--- QUESTIONS ---
A: According to the news summary comparing Claude Opus 4.6 and GPT-5.3-Codex, why does GPT-5.3-Codex end up about 2.93 times faster on SWE-Bench-Pro? Answer in one to three sentences.
B: Carry on the news summary about Claude Opus 4.6 and GPT-5.3-Codex from the point where it stops.

--- PROVIDED PASSAGE ---
Feb 05 OpenAI and Anthropic go to war: Claude Opus 4.6 vs GPT 5.3 Codex Show details

news.smol.ai•20 days ago•View Original →

TL;DR: OpenAI and Anthropic go to war: Claude Opus 4.6 vs GPT‑5.3‑Codex

Major Highlights:

OpenAI ships GPT‑5.3‑Codex and unveils “Frontier” agent platform
- GPT‑5.3‑Codex focuses on coding and professional knowledge with major efficiency and speed gains. Frontier packages agents with enterprise context, tools, learning, and permissions for production use.
Anthropic releases Claude Opus 4.6 with agentic coding demos and long‑context features
- Opus 4.6 adds 1M context, custom compaction, adaptive thinking/effort, and “Claude Code” agent teams. Anthropic showcases a multi‑agent “clean‑room” C compiler that boots Linux and compiles major projects.
PR vs benchmarks split
- Anthropic won attention with breadth of features, demos, and partner integrations; OpenAI emphasized benchmark wins, token efficiency, and web dev skills. Both are minor version bumps teeing up Claude 5 vs GPT‑6 this summer.

Key Technical Details:

GPT‑5.3‑Codex performance and efficiency
- TerminalBench 2: 65.4%.
- On SWE‑Bench‑Pro: 2.09× fewer tokens than GPT‑5.2‑Codex‑xhigh; ~40% speedup; net ~2.93× faster at roughly +1% score.
- Model co‑designed for NVIDIA GB200‑NVL72; OpenAI cites ISA-level nitpicking, rack sims, and platform‑specific optimizations (fruit of long‑term NVIDIA collaboration).
OpenAI Frontier (agents platform)
- Capabilities: business context, execution environments (tools/code), on‑the‑job learning, identity/permissions.
- Internal rollout playbook: “agent is tool of first resort” by Mar 31; AGENTS.md; shared “skills” libraries; tools via CLI/MCP; agent‑first codebases; “say no to slop” review/accountability norms.
Anthropic Opus 4.6 (agentic coding + long‑context)
- Features: 1M context, custom compaction, adaptive thinking/effort; integrations with PowerPoint/Excel; Claude Code agent teams; mech‑interp research hooks; $50 promos.
- C compiler demo: ~100K LOC; no internet during build; boots Linux 6.9 on x86/ARM/RISC‑V; compiles QEMU/FFmpeg/SQLite/Postgres/Redis; ~99% on several suites incl. GCC torture; runs Doom.

(Collected data)
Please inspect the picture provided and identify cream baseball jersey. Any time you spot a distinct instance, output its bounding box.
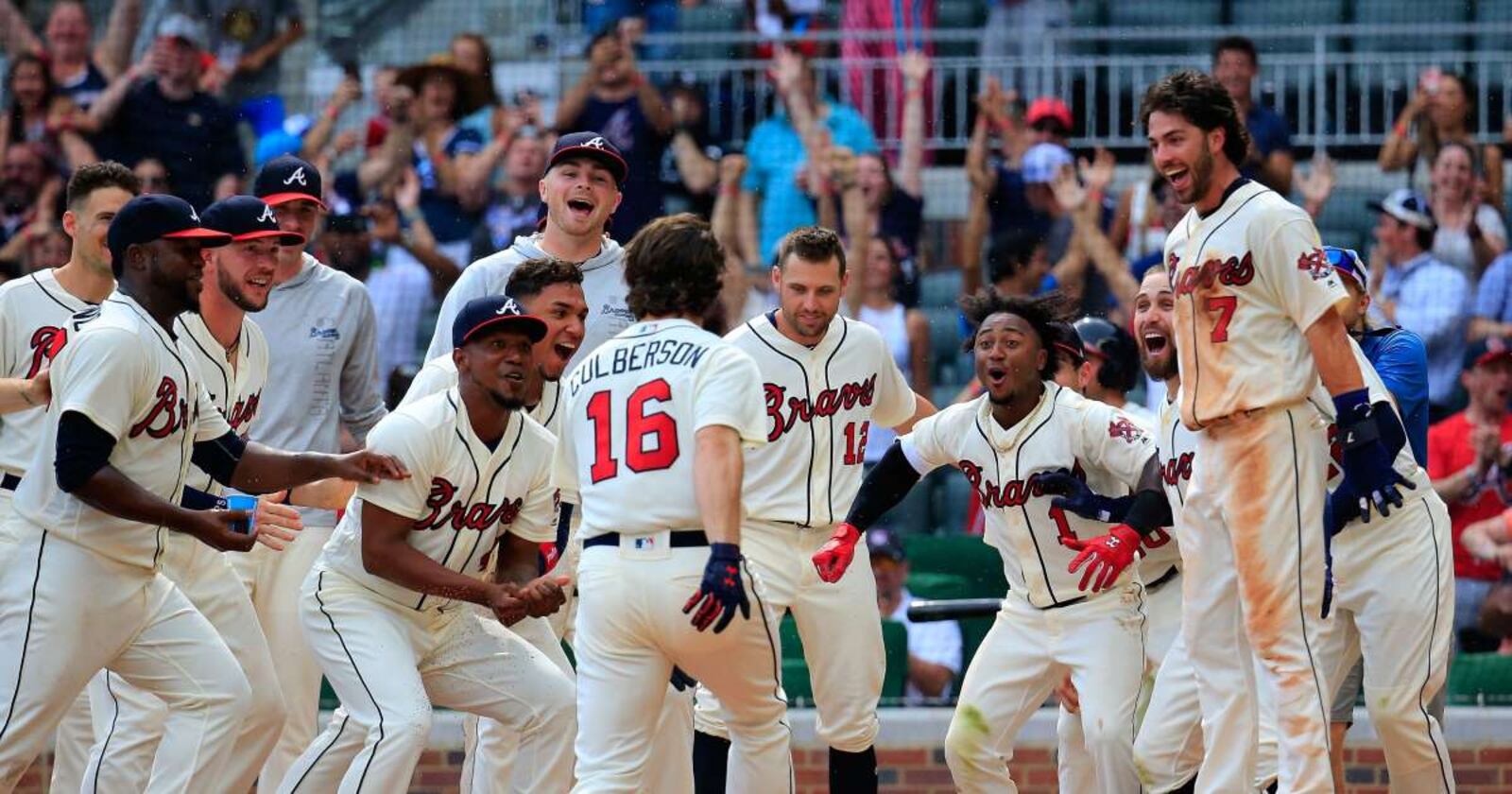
[552,319,766,539]
[316,388,557,610]
[1166,181,1349,428]
[15,292,232,569]
[0,269,93,475]
[724,312,915,526]
[174,312,267,496]
[399,354,562,436]
[900,383,1155,608]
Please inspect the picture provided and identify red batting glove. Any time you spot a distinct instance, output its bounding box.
[1066,524,1140,593]
[814,524,860,584]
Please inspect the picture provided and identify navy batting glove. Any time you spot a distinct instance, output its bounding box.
[671,664,698,693]
[1333,388,1417,524]
[682,543,751,633]
[1040,469,1134,524]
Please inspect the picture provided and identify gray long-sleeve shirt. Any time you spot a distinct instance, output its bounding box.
[248,254,388,526]
[426,228,635,371]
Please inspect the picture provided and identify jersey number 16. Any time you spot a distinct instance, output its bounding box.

--- LIST OF ANSWERS ---
A: GPT-5.3-Codex is about 2.93 times faster overall because it uses 2.09 times fewer tokens than GPT-5.2-Codex-xhigh and also runs about 40% faster. Together, these two gains give the net speedup, with roughly a 1% higher score.

B:
- Benchmarking note: Anthropic shows infra/config can swing agentic coding scores by multiple percentage points, often larger than leaderboard gaps.
Distribution
- Opus 4.6: available via Windsurf, Replit Agent 3, Cline (CLI autonomous mode).
- GPT‑5.3‑Codex: available in Codex; hackathons and builder showcases ongoing.

Community Response/Impact:

Early narrative: GPT‑5.3‑Codex “demolished Opus 4.6” on some head‑to‑heads; counterpoint stresses benchmark noise and config sensitivity.
Debate over “clean‑room” claims given training on internet corpora; some argue GCC‑compatibility makes progress easier to verify.
Competitive theater spans consumer (dueling Super Bowl ads) and enterprise (Anthropic knowledge‑work plugins vs OpenAI Frontier). Commentators link the agent wave to pressure on SaaS valuations.

First Principles Analysis:

The frontier has shifted from raw IQ to systems throughput: token economy, latency, and hardware‑software co‑design now drive developer ROI and unit economics.
Long‑context + compaction + agent teams are converging toward robust computer use. Anthropic’s compiler is a forcing function for decomposition, verification, and tool orchestration; OpenAI’s Frontier operationalizes this for enterprises.
Expect summer flagships (Claude 5, GPT‑6) to compete on agent reliability, standardized harnesses (OSWorld‑Verified, TerminalBench), and governance—not just higher scores.